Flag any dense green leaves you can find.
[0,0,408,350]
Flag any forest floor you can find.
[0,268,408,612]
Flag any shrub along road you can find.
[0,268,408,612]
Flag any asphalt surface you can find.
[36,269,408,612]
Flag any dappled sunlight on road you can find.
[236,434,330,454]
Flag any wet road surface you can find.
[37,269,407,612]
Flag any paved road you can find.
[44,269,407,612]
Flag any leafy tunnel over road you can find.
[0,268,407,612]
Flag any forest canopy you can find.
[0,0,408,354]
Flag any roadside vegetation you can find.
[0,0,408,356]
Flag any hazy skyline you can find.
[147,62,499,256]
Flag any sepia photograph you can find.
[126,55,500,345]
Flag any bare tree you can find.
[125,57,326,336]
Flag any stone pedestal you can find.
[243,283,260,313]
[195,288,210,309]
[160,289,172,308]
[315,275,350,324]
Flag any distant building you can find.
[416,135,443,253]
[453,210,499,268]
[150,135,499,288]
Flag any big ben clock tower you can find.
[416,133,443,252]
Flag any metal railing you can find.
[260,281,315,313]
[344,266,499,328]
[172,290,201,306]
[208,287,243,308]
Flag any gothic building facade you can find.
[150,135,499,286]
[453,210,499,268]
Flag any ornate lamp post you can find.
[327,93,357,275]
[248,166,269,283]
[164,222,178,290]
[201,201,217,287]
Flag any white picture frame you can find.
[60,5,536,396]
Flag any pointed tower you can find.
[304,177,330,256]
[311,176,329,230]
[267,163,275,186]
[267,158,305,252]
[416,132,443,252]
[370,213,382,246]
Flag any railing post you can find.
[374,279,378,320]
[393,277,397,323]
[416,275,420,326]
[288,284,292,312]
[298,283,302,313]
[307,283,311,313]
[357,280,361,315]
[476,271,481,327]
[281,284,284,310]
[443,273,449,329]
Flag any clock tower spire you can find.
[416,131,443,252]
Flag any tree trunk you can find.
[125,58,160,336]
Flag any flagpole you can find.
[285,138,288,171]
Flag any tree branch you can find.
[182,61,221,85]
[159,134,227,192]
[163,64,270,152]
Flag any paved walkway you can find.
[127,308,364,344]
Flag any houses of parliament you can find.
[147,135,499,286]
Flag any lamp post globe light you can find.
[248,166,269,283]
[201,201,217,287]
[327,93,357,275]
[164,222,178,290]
——————————
▶ _Aim_
Write out all the rows above as a numbered list, dropping any blank lines.

▶ _Written answer_
1. Flag any dense green leaves you can find.
2. [0,0,408,350]
3. Flag any forest floor you can find.
4. [0,268,408,612]
5. Flag any shrub along road you can find.
6. [0,268,408,612]
7. Flag any asphalt surface you can find.
8. [36,269,408,612]
9. Flag any dappled sunlight on road you can find.
10. [236,434,330,454]
11. Flag any wet road surface you can find.
12. [37,269,407,612]
13. Flag any paved road you can find.
14. [44,269,407,612]
15. Flag any leafy tunnel over road you can find.
16. [0,268,407,612]
17. Flag any forest canopy you can find.
18. [0,0,408,354]
19. Flag any roadside vegetation you can find.
20. [0,0,408,356]
21. Flag any hazy skyline you can find.
22. [147,62,499,256]
23. Flag any sepia photograph you can find.
24. [126,55,500,345]
25. Flag any bare tree you can find.
26. [125,57,326,336]
27. Flag any stone pedestal you can find.
28. [243,283,260,313]
29. [195,288,210,309]
30. [160,289,172,308]
31. [315,275,350,324]
32. Flag any distant building you can find.
33. [416,135,443,253]
34. [453,210,499,268]
35. [150,135,499,288]
36. Flag any big ben clock tower you can find.
37. [416,133,443,252]
38. Flag any metal railing you can find.
39. [260,281,315,313]
40. [344,266,499,328]
41. [172,290,201,306]
42. [208,287,243,308]
43. Flag any gothic building facade you can find.
44. [150,135,499,286]
45. [453,210,499,268]
46. Flag any ornate lamp post you can find.
47. [327,93,357,275]
48. [248,166,269,283]
49. [164,222,178,290]
50. [201,201,217,287]
51. Flag any white picture frame you can find.
52. [60,5,536,396]
53. Flag any pointed tower you can find.
54. [304,177,330,256]
55. [311,176,329,230]
56. [267,163,275,186]
57. [267,158,305,252]
58. [416,132,443,252]
59. [370,213,382,246]
60. Flag any railing post you can find.
61. [374,279,378,320]
62. [393,277,397,323]
63. [416,275,420,326]
64. [288,284,292,312]
65. [298,283,302,313]
66. [307,283,311,313]
67. [357,280,361,315]
68. [476,271,481,327]
69. [281,284,284,310]
70. [443,273,449,329]
71. Flag any clock tower spire you can find.
72. [416,131,443,252]
73. Flag any tree trunk you can find.
74. [125,58,160,336]
75. Flag any flagpole you can find.
76. [285,138,288,171]
77. Flag any tree branch you can find.
78. [182,61,221,85]
79. [159,134,227,192]
80. [163,64,270,152]
81. Flag any paved walkway you can find.
82. [127,308,364,344]
83. Flag any houses of parliament you can find.
84. [147,135,499,286]
85. Flag any lamp post globe light you can find.
86. [248,166,269,283]
87. [201,201,217,287]
88. [327,93,357,275]
89. [164,222,178,290]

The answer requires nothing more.